By: Jill Oglesby-Evans
Reflection—v. 9 ‘It was no messenger or angel but God’s presence that saved them’
In The Infinite Game, Simon Sinek explores the concept of finite and infinite games. In a finite game there is a clear beginning, middle and end, the players are known, and all the rules agreed upon ahead of time. An infinite game has no clear beginning or end, engages both known and unknown players, and proceeds with ever-changing rules! At Mercy, worship is a joyfully played infinite game with few time constraints, unexpected players, and rules with which the Holy Spirit plays any way She pleases! Preaching at Mercy, for example, is a community event, ala lectio divina. After Scripture is read everyone is invited to call out a word or phrase that grabs us. When a word or phrase someone else brings up jumps out at us, too, we call out, ‘check!’ At Mercy you can trust that the presence of God will be made known not just through the voices of a few enlightened messengers, or simon-pure angels, or over-educated preachers, but through the voices and insights and struggles of the whole community. At Mercy, worship is a decidedly infinite game during which, through ALL our questions, doubts, fears, and wonderment, the lively love of God saves us, redeems us, lifts us up, and carries us through the coming week.
Prayer: Loving God, keep us ever humble, open and ready to play with the infinite ways you come to us through your creation and one another. Amen.

» Records:

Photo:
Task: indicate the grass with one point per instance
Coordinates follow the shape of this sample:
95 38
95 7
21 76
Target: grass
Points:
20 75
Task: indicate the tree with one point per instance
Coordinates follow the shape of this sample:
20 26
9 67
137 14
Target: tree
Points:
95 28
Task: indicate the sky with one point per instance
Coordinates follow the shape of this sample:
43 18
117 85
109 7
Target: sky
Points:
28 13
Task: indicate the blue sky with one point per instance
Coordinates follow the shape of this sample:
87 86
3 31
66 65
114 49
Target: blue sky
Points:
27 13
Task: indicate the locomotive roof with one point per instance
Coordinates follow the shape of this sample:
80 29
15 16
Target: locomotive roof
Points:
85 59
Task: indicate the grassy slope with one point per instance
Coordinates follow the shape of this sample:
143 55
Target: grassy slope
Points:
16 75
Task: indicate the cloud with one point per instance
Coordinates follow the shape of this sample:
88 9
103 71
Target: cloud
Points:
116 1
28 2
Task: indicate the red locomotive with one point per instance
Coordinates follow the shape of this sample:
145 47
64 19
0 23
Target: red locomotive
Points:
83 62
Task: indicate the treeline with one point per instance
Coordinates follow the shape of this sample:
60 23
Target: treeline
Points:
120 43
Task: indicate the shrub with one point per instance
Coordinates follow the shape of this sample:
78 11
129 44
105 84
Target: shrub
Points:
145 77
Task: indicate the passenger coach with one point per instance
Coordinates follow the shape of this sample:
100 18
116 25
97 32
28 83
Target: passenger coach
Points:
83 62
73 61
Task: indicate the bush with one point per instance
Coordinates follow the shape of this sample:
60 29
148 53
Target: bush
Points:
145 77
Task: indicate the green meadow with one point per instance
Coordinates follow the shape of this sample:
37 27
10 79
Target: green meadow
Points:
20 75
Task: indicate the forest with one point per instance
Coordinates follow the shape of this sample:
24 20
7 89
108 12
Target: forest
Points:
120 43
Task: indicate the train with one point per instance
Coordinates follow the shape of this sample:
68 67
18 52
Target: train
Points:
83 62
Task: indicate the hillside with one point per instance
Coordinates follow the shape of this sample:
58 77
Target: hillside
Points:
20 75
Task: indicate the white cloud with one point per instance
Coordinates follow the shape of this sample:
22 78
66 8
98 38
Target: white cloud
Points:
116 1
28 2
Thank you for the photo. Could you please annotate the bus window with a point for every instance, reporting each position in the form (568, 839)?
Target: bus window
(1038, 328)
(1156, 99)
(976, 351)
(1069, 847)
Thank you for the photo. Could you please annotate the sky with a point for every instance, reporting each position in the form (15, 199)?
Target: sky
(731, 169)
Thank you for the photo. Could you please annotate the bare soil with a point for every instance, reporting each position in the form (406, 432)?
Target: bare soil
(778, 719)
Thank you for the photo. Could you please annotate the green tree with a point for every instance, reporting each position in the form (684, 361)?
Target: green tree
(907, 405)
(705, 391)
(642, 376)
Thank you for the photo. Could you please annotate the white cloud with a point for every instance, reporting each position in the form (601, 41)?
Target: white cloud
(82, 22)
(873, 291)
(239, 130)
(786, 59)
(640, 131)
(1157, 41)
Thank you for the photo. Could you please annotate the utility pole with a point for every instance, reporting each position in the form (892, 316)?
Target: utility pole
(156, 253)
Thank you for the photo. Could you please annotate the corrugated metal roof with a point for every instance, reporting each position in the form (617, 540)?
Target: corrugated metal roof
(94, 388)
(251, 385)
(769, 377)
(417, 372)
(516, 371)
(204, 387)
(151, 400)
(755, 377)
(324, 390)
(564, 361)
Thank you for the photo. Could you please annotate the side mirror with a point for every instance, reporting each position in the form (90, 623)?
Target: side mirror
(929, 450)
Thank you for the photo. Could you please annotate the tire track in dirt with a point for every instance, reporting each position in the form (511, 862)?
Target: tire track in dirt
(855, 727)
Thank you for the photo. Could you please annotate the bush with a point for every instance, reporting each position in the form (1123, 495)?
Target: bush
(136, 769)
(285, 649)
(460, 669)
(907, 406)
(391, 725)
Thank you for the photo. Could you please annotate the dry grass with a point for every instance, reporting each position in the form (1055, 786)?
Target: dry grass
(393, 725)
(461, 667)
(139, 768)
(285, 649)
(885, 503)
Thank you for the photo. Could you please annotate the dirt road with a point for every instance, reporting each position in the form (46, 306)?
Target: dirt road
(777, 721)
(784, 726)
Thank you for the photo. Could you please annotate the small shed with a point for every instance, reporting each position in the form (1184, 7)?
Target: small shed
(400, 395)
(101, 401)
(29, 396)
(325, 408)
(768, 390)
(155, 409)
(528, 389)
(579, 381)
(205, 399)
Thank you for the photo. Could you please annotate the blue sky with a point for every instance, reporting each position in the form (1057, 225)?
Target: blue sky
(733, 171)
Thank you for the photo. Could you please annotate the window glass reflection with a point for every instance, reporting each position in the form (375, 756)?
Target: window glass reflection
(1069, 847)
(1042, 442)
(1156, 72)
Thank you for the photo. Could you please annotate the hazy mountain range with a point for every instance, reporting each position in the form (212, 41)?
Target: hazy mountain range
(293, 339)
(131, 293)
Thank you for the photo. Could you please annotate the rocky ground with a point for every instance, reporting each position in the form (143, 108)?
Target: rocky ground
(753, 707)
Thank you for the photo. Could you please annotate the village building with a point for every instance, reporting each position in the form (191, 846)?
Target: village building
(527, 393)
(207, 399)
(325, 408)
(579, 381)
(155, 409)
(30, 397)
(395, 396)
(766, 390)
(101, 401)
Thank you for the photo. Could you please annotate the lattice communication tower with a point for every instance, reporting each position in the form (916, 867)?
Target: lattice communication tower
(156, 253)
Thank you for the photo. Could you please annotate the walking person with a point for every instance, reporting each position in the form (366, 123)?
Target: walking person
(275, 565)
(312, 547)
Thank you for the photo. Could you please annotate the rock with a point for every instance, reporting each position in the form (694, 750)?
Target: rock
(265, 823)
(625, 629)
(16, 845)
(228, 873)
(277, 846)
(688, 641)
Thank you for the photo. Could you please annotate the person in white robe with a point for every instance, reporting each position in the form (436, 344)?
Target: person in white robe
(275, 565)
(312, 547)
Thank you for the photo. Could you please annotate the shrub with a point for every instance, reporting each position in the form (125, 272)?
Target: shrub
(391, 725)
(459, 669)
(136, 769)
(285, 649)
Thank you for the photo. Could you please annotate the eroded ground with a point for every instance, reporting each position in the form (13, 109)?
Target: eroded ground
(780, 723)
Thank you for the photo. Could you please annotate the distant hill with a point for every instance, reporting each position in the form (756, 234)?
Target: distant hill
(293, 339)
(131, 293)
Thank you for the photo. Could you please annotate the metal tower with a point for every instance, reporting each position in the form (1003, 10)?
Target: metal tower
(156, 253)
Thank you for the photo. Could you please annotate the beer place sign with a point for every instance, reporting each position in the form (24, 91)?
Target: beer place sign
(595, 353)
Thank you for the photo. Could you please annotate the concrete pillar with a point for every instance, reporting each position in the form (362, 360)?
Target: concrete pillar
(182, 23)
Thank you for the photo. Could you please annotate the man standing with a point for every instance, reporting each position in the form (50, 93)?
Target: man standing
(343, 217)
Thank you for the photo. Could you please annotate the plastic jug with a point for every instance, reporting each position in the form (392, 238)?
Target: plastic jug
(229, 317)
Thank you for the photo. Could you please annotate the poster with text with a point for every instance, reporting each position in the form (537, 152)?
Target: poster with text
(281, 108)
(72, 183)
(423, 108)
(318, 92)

» Set task: From the reflection on worship at Mercy, list each thing its last sentence says the love of God does for us.

» Full output:
- saves us
- redeems us
- lifts us up
- carries us through the coming week